### Excerpted passage
Taking a DANB exam is an exciting step toward earning certification and furthering your dental assisting career. How can you ensure you’re as ready as possible when the big day arrives? We have a few helpful study tips as you prepare for your exam.
Create a study schedule
DANB exams contain a lot of material — they have between 50 and 255 questions that test your knowledge of dental assisting in multiple ways. With so much information to learn, beginning the studying process can seem daunting. One way to get started is by creating a schedule.
Blocking out time in your calendar for studying will help you to fully grasp all the exam material. You can get as detailed with the schedule as you want. You could plan out the specific materials or topics you want to study each day, and for how long. Or, you can just plan to set aside a few hours each week to dedicate toward studying. The choice comes down to your preferences and how you learn best.
Make sure your studying regimen begins well before exam day. Because DANB tests cover so much ground, waiting until the last few days to study is not recommended. Cramming also isn’t effective for long-term information retention, which can leave you ill-prepared to perform essential job functions in the dental office. Leaving yourself plenty of time to study can also alleviate your stress levels — cramming before a test can be overwhelming — and help you feel more confident on test day.
How long before the test should you begin studying? Many people who have taken a DANB exam have said they began studying 1-2 months before their test day. You may need a bit more or less time than that — creating a study schedule will give you a better idea.

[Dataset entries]

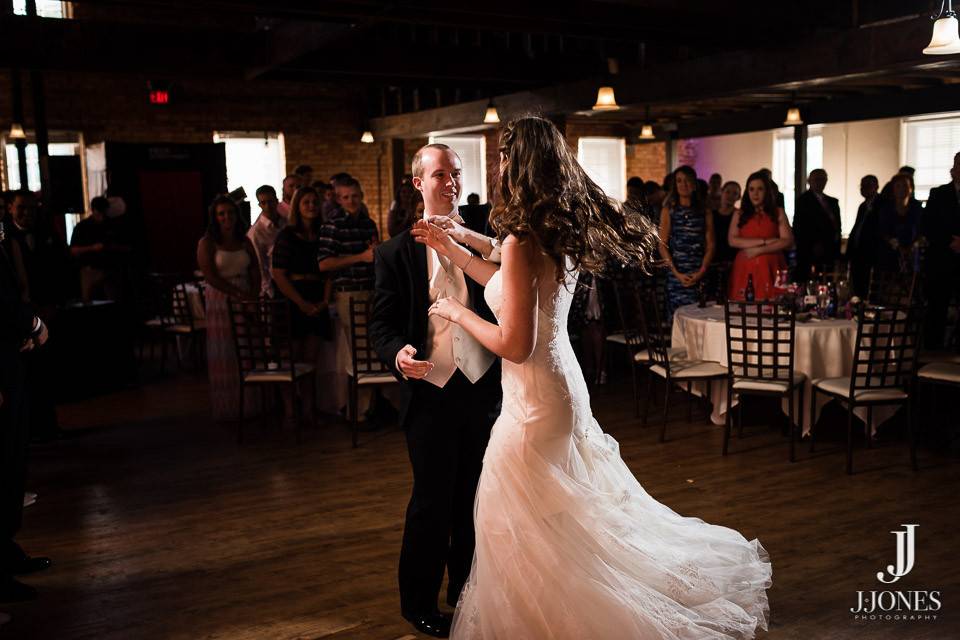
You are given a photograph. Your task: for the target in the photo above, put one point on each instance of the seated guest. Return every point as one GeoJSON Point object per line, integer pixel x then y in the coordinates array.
{"type": "Point", "coordinates": [263, 234]}
{"type": "Point", "coordinates": [686, 238]}
{"type": "Point", "coordinates": [817, 227]}
{"type": "Point", "coordinates": [101, 252]}
{"type": "Point", "coordinates": [862, 245]}
{"type": "Point", "coordinates": [940, 225]}
{"type": "Point", "coordinates": [297, 275]}
{"type": "Point", "coordinates": [722, 215]}
{"type": "Point", "coordinates": [400, 216]}
{"type": "Point", "coordinates": [229, 264]}
{"type": "Point", "coordinates": [290, 185]}
{"type": "Point", "coordinates": [898, 220]}
{"type": "Point", "coordinates": [761, 232]}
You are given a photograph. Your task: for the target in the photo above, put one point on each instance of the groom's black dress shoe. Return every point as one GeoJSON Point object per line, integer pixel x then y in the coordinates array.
{"type": "Point", "coordinates": [436, 623]}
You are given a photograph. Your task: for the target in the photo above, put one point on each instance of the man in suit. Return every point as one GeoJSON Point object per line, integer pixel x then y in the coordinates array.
{"type": "Point", "coordinates": [940, 225]}
{"type": "Point", "coordinates": [816, 227]}
{"type": "Point", "coordinates": [861, 246]}
{"type": "Point", "coordinates": [20, 330]}
{"type": "Point", "coordinates": [451, 396]}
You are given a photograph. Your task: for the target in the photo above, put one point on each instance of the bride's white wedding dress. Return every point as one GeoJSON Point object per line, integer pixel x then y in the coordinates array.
{"type": "Point", "coordinates": [569, 545]}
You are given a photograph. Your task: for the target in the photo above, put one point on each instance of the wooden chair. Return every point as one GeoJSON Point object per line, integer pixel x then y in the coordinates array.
{"type": "Point", "coordinates": [884, 364]}
{"type": "Point", "coordinates": [675, 370]}
{"type": "Point", "coordinates": [262, 337]}
{"type": "Point", "coordinates": [760, 347]}
{"type": "Point", "coordinates": [365, 370]}
{"type": "Point", "coordinates": [629, 294]}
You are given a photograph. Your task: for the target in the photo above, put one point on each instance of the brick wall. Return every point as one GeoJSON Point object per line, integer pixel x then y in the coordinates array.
{"type": "Point", "coordinates": [321, 127]}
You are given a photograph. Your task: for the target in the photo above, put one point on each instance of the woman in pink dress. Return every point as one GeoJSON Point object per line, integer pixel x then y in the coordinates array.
{"type": "Point", "coordinates": [761, 232]}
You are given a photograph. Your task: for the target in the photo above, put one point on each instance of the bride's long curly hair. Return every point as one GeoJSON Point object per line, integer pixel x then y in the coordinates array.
{"type": "Point", "coordinates": [545, 194]}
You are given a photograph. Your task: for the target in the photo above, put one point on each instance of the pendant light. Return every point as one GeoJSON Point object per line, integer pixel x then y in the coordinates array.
{"type": "Point", "coordinates": [946, 34]}
{"type": "Point", "coordinates": [491, 116]}
{"type": "Point", "coordinates": [606, 100]}
{"type": "Point", "coordinates": [793, 117]}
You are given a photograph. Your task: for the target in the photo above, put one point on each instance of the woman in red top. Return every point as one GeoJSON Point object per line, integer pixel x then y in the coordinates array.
{"type": "Point", "coordinates": [761, 232]}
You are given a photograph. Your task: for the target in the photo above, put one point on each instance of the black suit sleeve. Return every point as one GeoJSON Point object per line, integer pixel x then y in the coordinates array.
{"type": "Point", "coordinates": [390, 313]}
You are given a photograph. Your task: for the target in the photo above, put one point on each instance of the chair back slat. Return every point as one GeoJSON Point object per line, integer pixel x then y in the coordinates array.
{"type": "Point", "coordinates": [761, 340]}
{"type": "Point", "coordinates": [262, 335]}
{"type": "Point", "coordinates": [365, 359]}
{"type": "Point", "coordinates": [885, 354]}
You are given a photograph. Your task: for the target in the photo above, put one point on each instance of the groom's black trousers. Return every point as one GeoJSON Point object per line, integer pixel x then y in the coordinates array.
{"type": "Point", "coordinates": [447, 432]}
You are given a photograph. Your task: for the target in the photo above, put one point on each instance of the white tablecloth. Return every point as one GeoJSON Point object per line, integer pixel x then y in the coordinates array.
{"type": "Point", "coordinates": [823, 349]}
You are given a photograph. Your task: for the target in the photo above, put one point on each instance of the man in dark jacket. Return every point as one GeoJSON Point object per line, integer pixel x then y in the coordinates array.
{"type": "Point", "coordinates": [20, 330]}
{"type": "Point", "coordinates": [940, 225]}
{"type": "Point", "coordinates": [816, 227]}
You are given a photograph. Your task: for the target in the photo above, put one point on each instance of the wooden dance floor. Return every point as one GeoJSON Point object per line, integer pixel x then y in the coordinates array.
{"type": "Point", "coordinates": [160, 526]}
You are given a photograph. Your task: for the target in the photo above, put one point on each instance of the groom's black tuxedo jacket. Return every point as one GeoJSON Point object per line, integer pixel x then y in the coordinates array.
{"type": "Point", "coordinates": [399, 314]}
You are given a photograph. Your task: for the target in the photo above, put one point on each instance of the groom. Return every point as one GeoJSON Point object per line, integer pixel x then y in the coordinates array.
{"type": "Point", "coordinates": [451, 399]}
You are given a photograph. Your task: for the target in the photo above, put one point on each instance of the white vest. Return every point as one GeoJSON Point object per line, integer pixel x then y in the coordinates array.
{"type": "Point", "coordinates": [449, 346]}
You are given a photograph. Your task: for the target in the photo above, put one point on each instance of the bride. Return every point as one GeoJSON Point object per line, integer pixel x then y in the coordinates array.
{"type": "Point", "coordinates": [568, 544]}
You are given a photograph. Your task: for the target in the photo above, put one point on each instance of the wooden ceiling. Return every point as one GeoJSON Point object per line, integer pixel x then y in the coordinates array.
{"type": "Point", "coordinates": [422, 65]}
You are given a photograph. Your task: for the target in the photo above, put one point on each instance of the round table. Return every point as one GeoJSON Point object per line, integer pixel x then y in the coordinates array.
{"type": "Point", "coordinates": [823, 349]}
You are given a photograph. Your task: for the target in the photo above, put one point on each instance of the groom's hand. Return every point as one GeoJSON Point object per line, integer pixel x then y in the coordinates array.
{"type": "Point", "coordinates": [411, 368]}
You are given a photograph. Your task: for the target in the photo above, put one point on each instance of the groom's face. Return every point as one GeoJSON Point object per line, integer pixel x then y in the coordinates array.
{"type": "Point", "coordinates": [441, 182]}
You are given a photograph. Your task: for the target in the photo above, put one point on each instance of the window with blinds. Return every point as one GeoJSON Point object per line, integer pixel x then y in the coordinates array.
{"type": "Point", "coordinates": [928, 145]}
{"type": "Point", "coordinates": [605, 161]}
{"type": "Point", "coordinates": [473, 156]}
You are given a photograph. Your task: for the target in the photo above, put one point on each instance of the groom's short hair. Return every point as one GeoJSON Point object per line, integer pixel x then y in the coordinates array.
{"type": "Point", "coordinates": [417, 165]}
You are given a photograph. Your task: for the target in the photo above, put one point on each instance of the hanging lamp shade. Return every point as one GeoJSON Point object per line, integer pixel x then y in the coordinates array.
{"type": "Point", "coordinates": [491, 116]}
{"type": "Point", "coordinates": [946, 36]}
{"type": "Point", "coordinates": [605, 100]}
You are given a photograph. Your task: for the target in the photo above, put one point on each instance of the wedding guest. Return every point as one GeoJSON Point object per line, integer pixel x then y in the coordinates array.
{"type": "Point", "coordinates": [686, 238]}
{"type": "Point", "coordinates": [722, 215]}
{"type": "Point", "coordinates": [862, 246]}
{"type": "Point", "coordinates": [898, 220]}
{"type": "Point", "coordinates": [20, 330]}
{"type": "Point", "coordinates": [940, 226]}
{"type": "Point", "coordinates": [400, 215]}
{"type": "Point", "coordinates": [305, 172]}
{"type": "Point", "coordinates": [761, 232]}
{"type": "Point", "coordinates": [714, 186]}
{"type": "Point", "coordinates": [263, 235]}
{"type": "Point", "coordinates": [298, 278]}
{"type": "Point", "coordinates": [290, 185]}
{"type": "Point", "coordinates": [228, 261]}
{"type": "Point", "coordinates": [816, 226]}
{"type": "Point", "coordinates": [99, 248]}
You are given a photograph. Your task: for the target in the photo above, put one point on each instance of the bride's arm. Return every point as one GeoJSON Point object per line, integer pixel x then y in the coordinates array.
{"type": "Point", "coordinates": [516, 335]}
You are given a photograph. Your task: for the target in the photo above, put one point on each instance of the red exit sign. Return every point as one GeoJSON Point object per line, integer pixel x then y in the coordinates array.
{"type": "Point", "coordinates": [159, 96]}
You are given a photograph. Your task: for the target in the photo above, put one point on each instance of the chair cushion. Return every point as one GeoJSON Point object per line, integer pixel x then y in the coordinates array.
{"type": "Point", "coordinates": [674, 353]}
{"type": "Point", "coordinates": [841, 387]}
{"type": "Point", "coordinates": [300, 369]}
{"type": "Point", "coordinates": [926, 357]}
{"type": "Point", "coordinates": [782, 386]}
{"type": "Point", "coordinates": [940, 371]}
{"type": "Point", "coordinates": [691, 369]}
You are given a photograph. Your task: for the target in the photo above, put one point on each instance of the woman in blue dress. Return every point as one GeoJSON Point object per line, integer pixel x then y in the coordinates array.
{"type": "Point", "coordinates": [686, 238]}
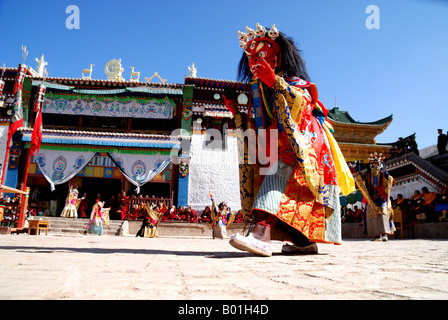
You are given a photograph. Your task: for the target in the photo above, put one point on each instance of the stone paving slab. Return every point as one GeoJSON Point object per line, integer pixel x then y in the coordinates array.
{"type": "Point", "coordinates": [184, 268]}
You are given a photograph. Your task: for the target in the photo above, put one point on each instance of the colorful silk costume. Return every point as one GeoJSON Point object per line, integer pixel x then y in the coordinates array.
{"type": "Point", "coordinates": [150, 222]}
{"type": "Point", "coordinates": [71, 205]}
{"type": "Point", "coordinates": [303, 191]}
{"type": "Point", "coordinates": [98, 218]}
{"type": "Point", "coordinates": [375, 185]}
{"type": "Point", "coordinates": [304, 181]}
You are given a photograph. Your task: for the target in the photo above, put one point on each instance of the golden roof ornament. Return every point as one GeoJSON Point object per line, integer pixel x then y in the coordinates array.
{"type": "Point", "coordinates": [259, 32]}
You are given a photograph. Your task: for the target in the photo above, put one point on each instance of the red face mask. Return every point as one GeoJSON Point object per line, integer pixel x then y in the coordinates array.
{"type": "Point", "coordinates": [263, 48]}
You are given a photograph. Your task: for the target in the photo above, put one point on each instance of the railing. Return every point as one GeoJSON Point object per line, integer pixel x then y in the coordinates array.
{"type": "Point", "coordinates": [135, 203]}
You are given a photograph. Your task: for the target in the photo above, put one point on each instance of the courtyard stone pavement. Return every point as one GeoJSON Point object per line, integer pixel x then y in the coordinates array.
{"type": "Point", "coordinates": [72, 267]}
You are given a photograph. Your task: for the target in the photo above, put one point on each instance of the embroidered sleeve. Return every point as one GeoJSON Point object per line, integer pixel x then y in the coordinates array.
{"type": "Point", "coordinates": [295, 97]}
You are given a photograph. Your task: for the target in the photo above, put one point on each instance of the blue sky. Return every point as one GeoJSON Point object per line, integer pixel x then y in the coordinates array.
{"type": "Point", "coordinates": [400, 68]}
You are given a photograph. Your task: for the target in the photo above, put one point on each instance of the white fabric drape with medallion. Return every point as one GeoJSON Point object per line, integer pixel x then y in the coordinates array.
{"type": "Point", "coordinates": [140, 168]}
{"type": "Point", "coordinates": [59, 166]}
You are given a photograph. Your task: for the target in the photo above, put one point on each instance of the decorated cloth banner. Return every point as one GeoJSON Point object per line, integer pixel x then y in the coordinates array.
{"type": "Point", "coordinates": [59, 166]}
{"type": "Point", "coordinates": [126, 107]}
{"type": "Point", "coordinates": [140, 168]}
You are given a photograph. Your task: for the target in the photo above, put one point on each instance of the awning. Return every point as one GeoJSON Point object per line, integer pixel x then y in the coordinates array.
{"type": "Point", "coordinates": [107, 140]}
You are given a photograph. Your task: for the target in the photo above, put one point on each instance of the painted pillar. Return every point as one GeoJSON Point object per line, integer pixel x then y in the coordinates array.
{"type": "Point", "coordinates": [184, 160]}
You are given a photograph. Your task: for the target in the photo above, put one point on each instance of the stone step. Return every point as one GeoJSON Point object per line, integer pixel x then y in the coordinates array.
{"type": "Point", "coordinates": [71, 225]}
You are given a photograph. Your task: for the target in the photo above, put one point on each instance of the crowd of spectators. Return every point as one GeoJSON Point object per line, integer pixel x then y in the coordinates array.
{"type": "Point", "coordinates": [403, 146]}
{"type": "Point", "coordinates": [425, 206]}
{"type": "Point", "coordinates": [187, 214]}
{"type": "Point", "coordinates": [182, 214]}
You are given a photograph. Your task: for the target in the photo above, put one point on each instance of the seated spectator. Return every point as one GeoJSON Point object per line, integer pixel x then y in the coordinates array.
{"type": "Point", "coordinates": [191, 215]}
{"type": "Point", "coordinates": [172, 215]}
{"type": "Point", "coordinates": [206, 215]}
{"type": "Point", "coordinates": [357, 214]}
{"type": "Point", "coordinates": [349, 216]}
{"type": "Point", "coordinates": [417, 195]}
{"type": "Point", "coordinates": [238, 217]}
{"type": "Point", "coordinates": [182, 213]}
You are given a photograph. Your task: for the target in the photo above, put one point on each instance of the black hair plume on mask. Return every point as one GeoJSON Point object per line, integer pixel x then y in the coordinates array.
{"type": "Point", "coordinates": [292, 63]}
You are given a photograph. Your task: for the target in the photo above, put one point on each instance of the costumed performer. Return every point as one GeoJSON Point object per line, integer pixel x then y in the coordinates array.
{"type": "Point", "coordinates": [150, 222]}
{"type": "Point", "coordinates": [98, 218]}
{"type": "Point", "coordinates": [298, 200]}
{"type": "Point", "coordinates": [375, 184]}
{"type": "Point", "coordinates": [220, 219]}
{"type": "Point", "coordinates": [71, 204]}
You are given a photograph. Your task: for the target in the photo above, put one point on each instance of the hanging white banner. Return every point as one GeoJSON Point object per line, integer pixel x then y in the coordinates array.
{"type": "Point", "coordinates": [140, 168]}
{"type": "Point", "coordinates": [59, 166]}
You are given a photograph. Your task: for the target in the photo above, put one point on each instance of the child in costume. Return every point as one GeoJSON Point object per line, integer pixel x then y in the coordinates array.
{"type": "Point", "coordinates": [298, 199]}
{"type": "Point", "coordinates": [71, 205]}
{"type": "Point", "coordinates": [375, 185]}
{"type": "Point", "coordinates": [98, 218]}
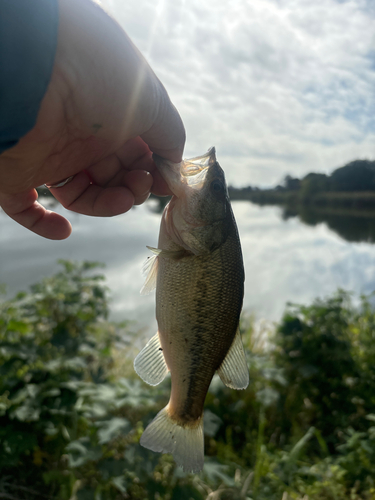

### What is expected
Continue the article above on study tips for the DANB exam, starting right after its last sentence.

### Exercise output
Review the exam outline
The exam outline, which you can find here for your specific exam, is a valuable resource when you’re creating a study schedule. The outline tells you how much of the exam consists of each subject area, letting you know which areas to focus on the most. From there, the outline further breaks down each subject area into specific subtopics that will be covered on the exam.
Exam outlines also come with suggested references to help you study, including textbooks, online reading materials, and review courses from the DALE Foundation.
Find somewhere you can focus
Where you study can be just as important as how you study. When you’re able to put your full focus into the material, you’re more likely to retain it and be able to recall and apply it. That’s why it’s important to find or create an environment that allows you to focus.
Different people focus better in different environments. Generally, however, a quiet place with limited distractions is the way to go. Quiet spots may include a private office in your home, a library, a coffee shop, or a park. Some people may focus best in complete silence, while others prefer the background noise of music, birds chirping, or customers chatting in a coffee shop. Try a few environments out to see what works best for you.
Minimizing interruptions can be tricky, but you can start by identifying what distracts you and avoiding or eliminating it. For example, studying at home may not be ideal if there are other people around or you’ll be tempted to do chores or turn on your favorite TV show instead. If texting a friend or browsing social media is derailing your study session, try putting your phone in “do not disturb” mode or leave it in another room for a while.
Keep in mind that factors outside of your immediate environment can also affect your ability to focus, according to the Cleveland Clinic. Those include getting enough sleep, eating a healthy diet, staying hydrated, and exercising.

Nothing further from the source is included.